— PAGE —
He will be arriving around dinnertime on Tuesday Feb 17, and leaving
Thursday morning, so it is probably possible to have dinner with him
both Tuesday evening and Wednesday evening.  ("Probably possible" is a
modal operator that indicates that I haven't checked with Peter yet!)

If you are interested in joining us for dinner, please let me know.

-Bill
 rapaport@cse.buffalo.edu
========================================================================

                     CENTER FOR COGNITIVE SCIENCE
         University at Buffalo, State University of New York

                     Wednesday, February 18, 2004
                          2:00 pm - 4:00 pm
                     280 Park Hall, North Campus


                     Peter Wiemer-Hastings, Ph.D.
            School of Computer Science, Telecommunication,
              and Information Systems, DePaul University


        "From Turing to Tutoring: Latent Semantic Analysis as
      Cognitive Model and Budget Natural Language Understanding"


This talk will center on Latent Semantic Analysis (LSA), a vector-based
technique for representing and comparing texts. Following a brief history
of LSA and description of the process by which its representations are
built, LSA will be discussed as a model for human language learning and
representation. Despite the fact that it ignores syntax altogether, LSA
has neared or matched human performance on a variety of tasks. For
single-sentence texts, however, LSA does not perform well, presumably
due (at least in part) to its ignorance of syntax. Research by Dennis
et al, Kanejiya et al, and myself has explored augmenting LSA with various
types of structural knowledge. This work parallels psychological studies
on the effects of structure on similarity judgments. The talk will conclude
with descriptions of applications of LSA as an expectation-based natural
language understanding mechanism.

— Records from a data source —

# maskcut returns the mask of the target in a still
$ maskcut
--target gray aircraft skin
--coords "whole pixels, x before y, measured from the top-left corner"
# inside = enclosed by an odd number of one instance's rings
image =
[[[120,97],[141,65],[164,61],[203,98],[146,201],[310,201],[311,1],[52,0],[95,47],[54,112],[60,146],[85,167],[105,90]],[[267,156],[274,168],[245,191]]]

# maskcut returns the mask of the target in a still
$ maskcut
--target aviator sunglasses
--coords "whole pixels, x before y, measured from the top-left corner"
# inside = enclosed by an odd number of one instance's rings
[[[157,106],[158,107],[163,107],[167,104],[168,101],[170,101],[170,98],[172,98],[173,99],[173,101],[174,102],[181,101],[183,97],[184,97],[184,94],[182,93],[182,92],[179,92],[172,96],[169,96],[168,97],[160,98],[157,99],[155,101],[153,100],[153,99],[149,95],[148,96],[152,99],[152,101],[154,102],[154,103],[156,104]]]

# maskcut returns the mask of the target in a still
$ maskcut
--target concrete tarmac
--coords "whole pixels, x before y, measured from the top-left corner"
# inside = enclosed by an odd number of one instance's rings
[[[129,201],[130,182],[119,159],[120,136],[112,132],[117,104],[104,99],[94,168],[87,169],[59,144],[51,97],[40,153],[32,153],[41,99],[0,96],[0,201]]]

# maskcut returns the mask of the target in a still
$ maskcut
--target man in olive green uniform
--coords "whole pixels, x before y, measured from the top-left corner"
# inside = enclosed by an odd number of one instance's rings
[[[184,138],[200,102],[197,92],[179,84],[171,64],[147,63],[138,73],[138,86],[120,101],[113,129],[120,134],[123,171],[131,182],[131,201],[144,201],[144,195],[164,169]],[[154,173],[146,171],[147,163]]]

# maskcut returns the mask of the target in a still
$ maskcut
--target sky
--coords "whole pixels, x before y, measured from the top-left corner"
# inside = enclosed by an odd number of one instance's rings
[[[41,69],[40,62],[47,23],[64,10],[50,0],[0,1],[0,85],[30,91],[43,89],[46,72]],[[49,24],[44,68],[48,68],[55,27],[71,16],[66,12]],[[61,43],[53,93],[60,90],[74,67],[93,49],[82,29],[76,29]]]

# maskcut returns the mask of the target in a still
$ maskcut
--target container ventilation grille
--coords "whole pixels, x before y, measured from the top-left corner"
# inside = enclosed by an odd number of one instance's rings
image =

— PROBLEMS TO WORK ON —
**a)** Name every day of the week that the announcement mentions.
**b)** Echo the announcement between "He will be arriving" and "let me know.", inclusive.
**c)** Answer these questions from the announcement:
(i) In what room and building will the talk be held?
(ii) Which university is Peter Wiemer-Hastings from?
(iii) How does the announcement describe Latent Semantic Analysis as a technique?
The listing isn't needed for any of the tasks.

— RESULTS OF THE TASKS —
**a)** Tuesday, Wednesday, Thursday

**b)**
He will be arriving around dinnertime on Tuesday Feb 17, and leaving
Thursday morning, so it is probably possible to have dinner with him
both Tuesday evening and Wednesday evening.  ("Probably possible" is a
modal operator that indicates that I haven't checked with Peter yet!)

If you are interested in joining us for dinner, please let me know.

**c)**
(i) 280 Park Hall, North Campus
(ii) DePaul University
(iii) A vector-based technique for representing and comparing texts